Trecho do documento:
Francisca Sales (esq.), portadora de neuromielite óptica desde dezembro de 2013, Bruna Rocha Silveira, vice-presidente da AME (Amigos Múltiplos pela Esclerose) e portadora de esclerose múltipla desde 2000, Ana Maria Martins, médica, doutora em pediatria e professora da Unifesp (Universidade Federal de São Paulo), e Cláudia Collucci, repórter especial da Folha - Keiny Andrade/Folhapress

Na AME, Bruna assumiu o compromisso de, com toda a equipe da associação, oferecer acolhimento e informação de qualidade a milhares de outros pacientes com esclerose múltipla no Brasil. Não há dados oficiais sobre o número de pacientes porque a esclerose múltipla não é de notificação obrigatória, mas a estimativa é que cerca de 35 mil pessoas tenham a doença no país.

Para a educadora, as associações de pacientes são negligenciadas pelos órgãos oficiais, que não as consideram no processo de tomada de decisões. "O diálogo com o Ministério da Saúde não existe", afirmou, incluindo na lista a Conitec (Comissão Nacional de Incorporação de Tecnologias no Sistema Único de Saúde) e a ANS (Agência Nacional de Saúde Suplementar).

Exercícios:
1. Resuma em duas frases o trecho sobre a AME.
2. Retome o trecho sobre a AME e escreva o que viria logo depois da última frase.

Dados de expressões referenciais:
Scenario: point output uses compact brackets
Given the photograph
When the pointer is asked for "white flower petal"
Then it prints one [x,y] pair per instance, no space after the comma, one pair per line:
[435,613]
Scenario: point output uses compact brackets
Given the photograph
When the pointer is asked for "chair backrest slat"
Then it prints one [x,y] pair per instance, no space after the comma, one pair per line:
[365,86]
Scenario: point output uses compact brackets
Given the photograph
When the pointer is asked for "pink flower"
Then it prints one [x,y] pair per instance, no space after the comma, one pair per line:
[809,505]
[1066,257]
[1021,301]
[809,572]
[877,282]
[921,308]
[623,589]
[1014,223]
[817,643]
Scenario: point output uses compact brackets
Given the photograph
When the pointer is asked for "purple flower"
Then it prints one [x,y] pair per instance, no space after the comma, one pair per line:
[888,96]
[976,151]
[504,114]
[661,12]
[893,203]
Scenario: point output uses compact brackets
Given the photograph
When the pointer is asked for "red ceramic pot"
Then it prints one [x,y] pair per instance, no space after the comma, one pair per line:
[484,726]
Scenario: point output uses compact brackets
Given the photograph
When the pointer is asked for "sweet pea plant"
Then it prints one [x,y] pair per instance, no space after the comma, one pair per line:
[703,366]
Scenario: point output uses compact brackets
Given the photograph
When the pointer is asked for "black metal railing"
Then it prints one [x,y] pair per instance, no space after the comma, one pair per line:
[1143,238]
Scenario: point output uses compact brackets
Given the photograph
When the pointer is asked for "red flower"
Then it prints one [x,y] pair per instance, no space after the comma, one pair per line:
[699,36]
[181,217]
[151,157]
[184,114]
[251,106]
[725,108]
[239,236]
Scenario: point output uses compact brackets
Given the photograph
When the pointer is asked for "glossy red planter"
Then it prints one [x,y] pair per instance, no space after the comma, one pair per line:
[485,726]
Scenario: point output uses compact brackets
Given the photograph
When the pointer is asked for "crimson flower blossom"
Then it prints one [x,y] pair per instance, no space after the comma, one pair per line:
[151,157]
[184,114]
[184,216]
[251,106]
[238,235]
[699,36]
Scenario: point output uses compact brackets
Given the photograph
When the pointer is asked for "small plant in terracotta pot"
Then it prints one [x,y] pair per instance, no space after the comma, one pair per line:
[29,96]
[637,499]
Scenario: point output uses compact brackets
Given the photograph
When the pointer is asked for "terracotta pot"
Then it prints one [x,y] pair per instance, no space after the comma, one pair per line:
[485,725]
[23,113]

Respostas:
1. Na AME, Bruna assumiu com a equipe o compromisso de oferecer acolhimento e informação de qualidade a pacientes com esclerose múltipla, doença que não é de notificação obrigatória e que atinge cerca de 35 mil pessoas no Brasil, segundo estimativa. A educadora afirma que os órgãos oficiais negligenciam as associações de pacientes nas decisões e que não há diálogo com o Ministério da Saúde, a Conitec e a ANS.

2.
A Conitec é responsável pela adoção de novos medicamentos, produtos e tratamentos no SUS, e a ANS é a agência que regulamenta o sistema privado de saúde.

"As associações de pacientes são fundamentais porque o maior especialista sobre uma doença rara é quem tem ela", disse a médica Ana Maria Martins, doutora em pediatria e professora da Unifesp (Universidade Federal de São Paulo) durante o debate. No Brasil, são consideradas raras as doenças que afetam até 65 pessoas em cada cem mil indivíduos.

Ana Maria reconhece a importância do papel das associações de encaminhar pacientes com doenças raras aos médicos especializados. Segundo ela, existe um déficit na formação acadêmica dos cursos de medicina, responsável por formar gerações de médicos sem conhecimentos básicos sobre doenças raras. "Médicos que cuidam de doenças raras também são raros", avaliou.

A falta de conhecimentos específicos dos médicos sobre doenças raras foi o que levou Francisca Sales, 29, a consultar 14 médicos de diferentes especialidades para tentar descobrir a causa de uma falha no sistema urinário, em 2013.

Ela foi submetida a exames solicitados por urologistas, nefrologistas, neurologistas e psiquiatras. Entre tratamentos e diagnósticos equivocados, Sales foi levada a acreditar que era portadora de esclerose múltipla e chegou a tomar medicamentos indicados para pacientes esquizofrênicos.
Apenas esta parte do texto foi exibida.